» 本文:
図2に示すレーダ送信部Txは、送信信号生成部2と、送信アンテナAnt−Txが接続された送信RF部7とを有する。送信信号生成部2は、符号生成部3と、変調部4と、LPF(Low Pass Filter)5と、D/A(Digital to Analog)変換部6とを有する。図2に示す送信信号生成部2はLPF5を有するが、LPF5は、送信信号生成部2と独立してレーダ送信部Txに設けられても良い。送信RF部7は、周波数変換部8と、増幅器9とを有する。
(レーダ送信部Txの各部の動作)
次に、レーダ送信部Txの各部の動作について詳細に説明する。
次に、レーダ送信部Txの各部の動作について詳細に説明する。
送信信号生成部2は、基準信号発振器Loにより生成されたリファレンス信号に基づいて、リファレンス信号を所定倍に逓倍した送信基準クロック信号を生成する。送信信号生成部2の各部は、生成された送信基準クロック信号に基づいて動作する。
送信信号生成部2は、符号長Lの符号系列anの変調によって、数式(7)に示すベースバンドのパルス圧縮符号(送信信号)r(k,M)を周期的に生成する。n=1〜Lの整数であり、Lは符号系列anの符号長を示す。jはj2=−1を満たす虚数単位である。Mはレーダ送信信号の送信周期Trの序数を示す。
数式(7)に示すベースバンドの送信信号r(k,M)は、第M番目の送信周期Trの離散時刻kにおける送信信号を示し、同相信号成分I(k,M)と、虚数単位jが乗算された直交信号成分Q(k,M)との加算処理結果として表される。

» 指示と要件: 上にあるレーダ送信部についての本文を、最初から最後まで一字も変えずに引用しなさい。

» 提供データ:

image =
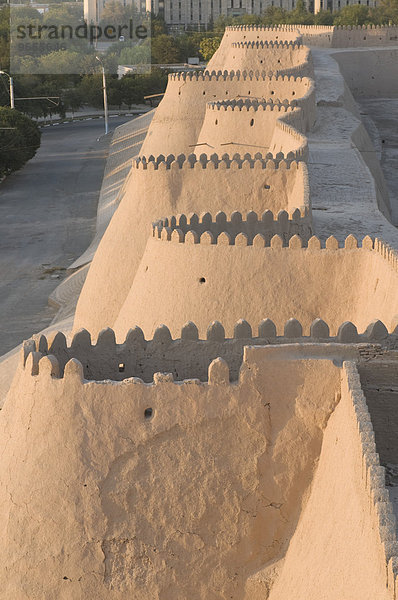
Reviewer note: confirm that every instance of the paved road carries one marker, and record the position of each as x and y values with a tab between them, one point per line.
47	219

» 本課題の解答:
図2に示すレーダ送信部Txは、送信信号生成部2と、送信アンテナAnt−Txが接続された送信RF部7とを有する。送信信号生成部2は、符号生成部3と、変調部4と、LPF(Low Pass Filter)5と、D/A(Digital to Analog)変換部6とを有する。図2に示す送信信号生成部2はLPF5を有するが、LPF5は、送信信号生成部2と独立してレーダ送信部Txに設けられても良い。送信RF部7は、周波数変換部8と、増幅器9とを有する。
(レーダ送信部Txの各部の動作)
次に、レーダ送信部Txの各部の動作について詳細に説明する。
次に、レーダ送信部Txの各部の動作について詳細に説明する。
送信信号生成部2は、基準信号発振器Loにより生成されたリファレンス信号に基づいて、リファレンス信号を所定倍に逓倍した送信基準クロック信号を生成する。送信信号生成部2の各部は、生成された送信基準クロック信号に基づいて動作する。
送信信号生成部2は、符号長Lの符号系列anの変調によって、数式(7)に示すベースバンドのパルス圧縮符号(送信信号)r(k,M)を周期的に生成する。n=1〜Lの整数であり、Lは符号系列anの符号長を示す。jはj2=−1を満たす虚数単位である。Mはレーダ送信信号の送信周期Trの序数を示す。
数式(7)に示すベースバンドの送信信号r(k,M)は、第M番目の送信周期Trの離散時刻kにおける送信信号を示し、同相信号成分I(k,M)と、虚数単位jが乗算された直交信号成分Q(k,M)との加算処理結果として表される。